EXCERPTED TEXT:
Early in 2006 Barrick Gold Corp. took over the mine when it acquired Placer Dome. There have been further allegations of killings by PJV security forces in 2007 and 2008.
A Papua New Guinea (PNG) government investigation established in 2006 heard witnesses report that the mine’s private security guards committed abuses but, to date, the government’s findings have not been publicly released. The terms of reference for the PNG government’s inquiry have been called prejudicial as they assume a link between the shootings and killings by Porgera Joint Ventures’s security forces and alleged unauthorized gold mining before such a link has been established in evidence.
On December 2, 2007, MiningWatch Canada filed a complaint with the U.N. Special Rapporteur on Extrajudicial, Summary, or Arbitrary Executions regarding killings of residents of Porgera by PJV’s private security guards (tolerated by the government), PNG Police, and Mobile Unit Police at the Porgera Mine.
In March 2009 the Government of Papua New Guinea’s National Executive Council responded to a request by Member of Parliament Philip Kikala of Lagaip-Porgera by deciding to deploy military and police in a “call out” to address “law and order issues” in the vicinity of the Porgera Joint Venture gold mine.
On April 18, 2009, more than 200 troops including 4 mobile units, an air tactical unit and intelligence officials from the PNG Defence Force were deployed in Porgera in an operation named “Operation Ipili ’09.”
On April 27, 2009, at the Ungima village adjacent to the open pit mine, ‘Operation Ipili 2009’ had completely burnt down all the houses and evacuated the land. All of the houses of the Ungima village about 80 and 2 houses in Yokolama village were burnt and another 4 houses of Kulapi village were burnt. Villagers who spoke up to protect their homes were bashed and bruised. Others were detained.
Over the next three months – despite receiving condemnation from international NGOs such as Amnesty International and the Center for Housing Rights and Evictions – following landowners rebuilding homes in the area, the Ungima village was burnt down two more times over the next three months.

PROVIDED INFORMATION:
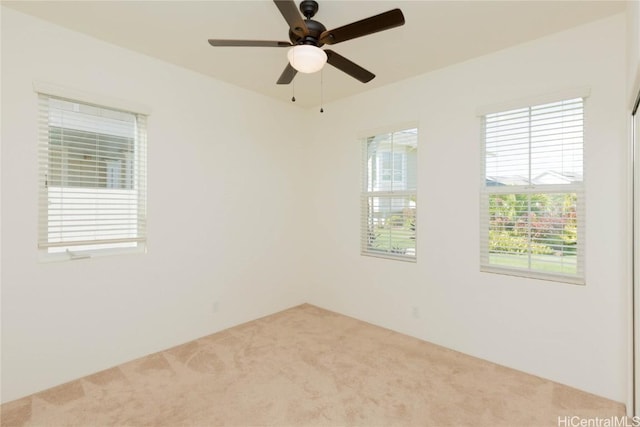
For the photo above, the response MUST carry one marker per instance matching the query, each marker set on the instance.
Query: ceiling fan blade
(351, 68)
(287, 75)
(248, 43)
(384, 21)
(290, 12)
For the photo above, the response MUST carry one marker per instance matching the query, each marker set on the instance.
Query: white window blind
(389, 198)
(92, 165)
(532, 201)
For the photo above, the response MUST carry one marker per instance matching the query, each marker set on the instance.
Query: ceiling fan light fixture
(307, 58)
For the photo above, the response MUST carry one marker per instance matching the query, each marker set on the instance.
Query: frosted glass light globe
(307, 58)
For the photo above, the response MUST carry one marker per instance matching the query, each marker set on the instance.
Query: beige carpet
(307, 367)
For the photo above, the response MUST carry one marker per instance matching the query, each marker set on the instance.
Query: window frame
(371, 199)
(577, 188)
(138, 174)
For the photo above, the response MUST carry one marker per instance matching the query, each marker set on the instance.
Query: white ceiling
(436, 34)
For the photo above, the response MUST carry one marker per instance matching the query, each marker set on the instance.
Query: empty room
(331, 213)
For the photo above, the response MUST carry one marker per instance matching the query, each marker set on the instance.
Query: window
(92, 163)
(532, 201)
(389, 195)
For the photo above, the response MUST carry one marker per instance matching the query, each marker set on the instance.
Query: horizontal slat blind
(532, 204)
(92, 163)
(389, 198)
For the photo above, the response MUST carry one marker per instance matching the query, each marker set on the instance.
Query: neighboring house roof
(547, 177)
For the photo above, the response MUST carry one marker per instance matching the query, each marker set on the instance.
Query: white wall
(573, 334)
(217, 152)
(223, 219)
(633, 49)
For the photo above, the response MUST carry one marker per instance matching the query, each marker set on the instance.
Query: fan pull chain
(321, 91)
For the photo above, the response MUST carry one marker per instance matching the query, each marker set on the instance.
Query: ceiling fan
(308, 36)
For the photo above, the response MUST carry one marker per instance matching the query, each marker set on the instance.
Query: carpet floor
(307, 367)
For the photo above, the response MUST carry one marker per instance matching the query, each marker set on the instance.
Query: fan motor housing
(309, 8)
(313, 37)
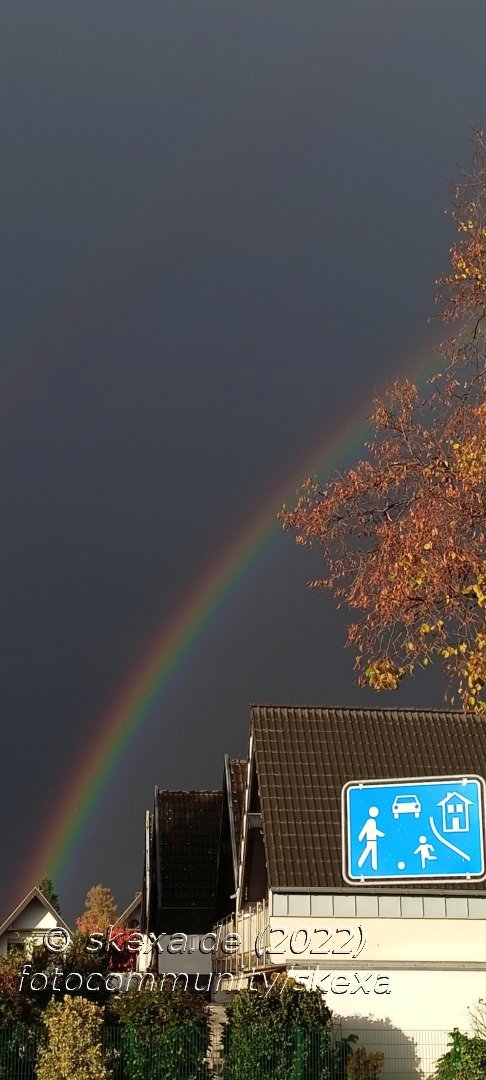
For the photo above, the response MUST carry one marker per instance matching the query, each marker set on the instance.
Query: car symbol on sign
(406, 804)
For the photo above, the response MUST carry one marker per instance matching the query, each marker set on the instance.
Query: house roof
(132, 907)
(304, 757)
(34, 894)
(187, 838)
(235, 781)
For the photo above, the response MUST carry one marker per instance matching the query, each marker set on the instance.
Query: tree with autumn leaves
(403, 531)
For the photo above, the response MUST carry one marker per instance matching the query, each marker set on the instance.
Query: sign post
(423, 828)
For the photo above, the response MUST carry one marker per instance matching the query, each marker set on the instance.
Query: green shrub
(365, 1064)
(464, 1061)
(281, 1034)
(73, 1042)
(164, 1034)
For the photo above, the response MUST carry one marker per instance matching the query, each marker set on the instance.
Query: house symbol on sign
(455, 812)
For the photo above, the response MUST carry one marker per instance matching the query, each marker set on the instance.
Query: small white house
(28, 922)
(455, 812)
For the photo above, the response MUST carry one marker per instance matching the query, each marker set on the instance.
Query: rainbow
(173, 647)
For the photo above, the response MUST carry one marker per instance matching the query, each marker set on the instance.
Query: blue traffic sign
(420, 829)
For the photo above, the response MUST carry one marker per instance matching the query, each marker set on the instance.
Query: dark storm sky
(220, 227)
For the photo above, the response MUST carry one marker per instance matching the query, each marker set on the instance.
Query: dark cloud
(220, 228)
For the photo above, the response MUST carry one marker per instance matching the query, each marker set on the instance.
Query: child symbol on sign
(424, 850)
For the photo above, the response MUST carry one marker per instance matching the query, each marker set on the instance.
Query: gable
(304, 757)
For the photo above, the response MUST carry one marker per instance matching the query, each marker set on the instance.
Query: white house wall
(421, 968)
(32, 919)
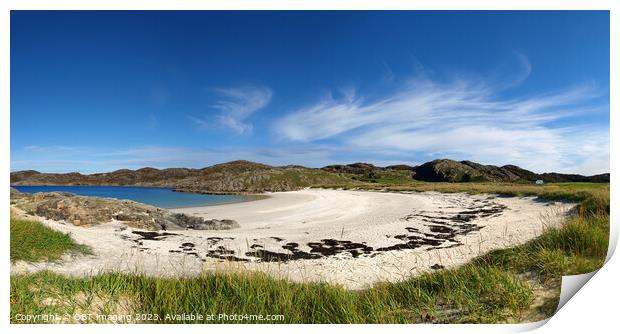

TASK DIRECTIONS:
List every village named in the text about the Porgera mine.

REPLY:
Ungima, Yokolama, Kulapi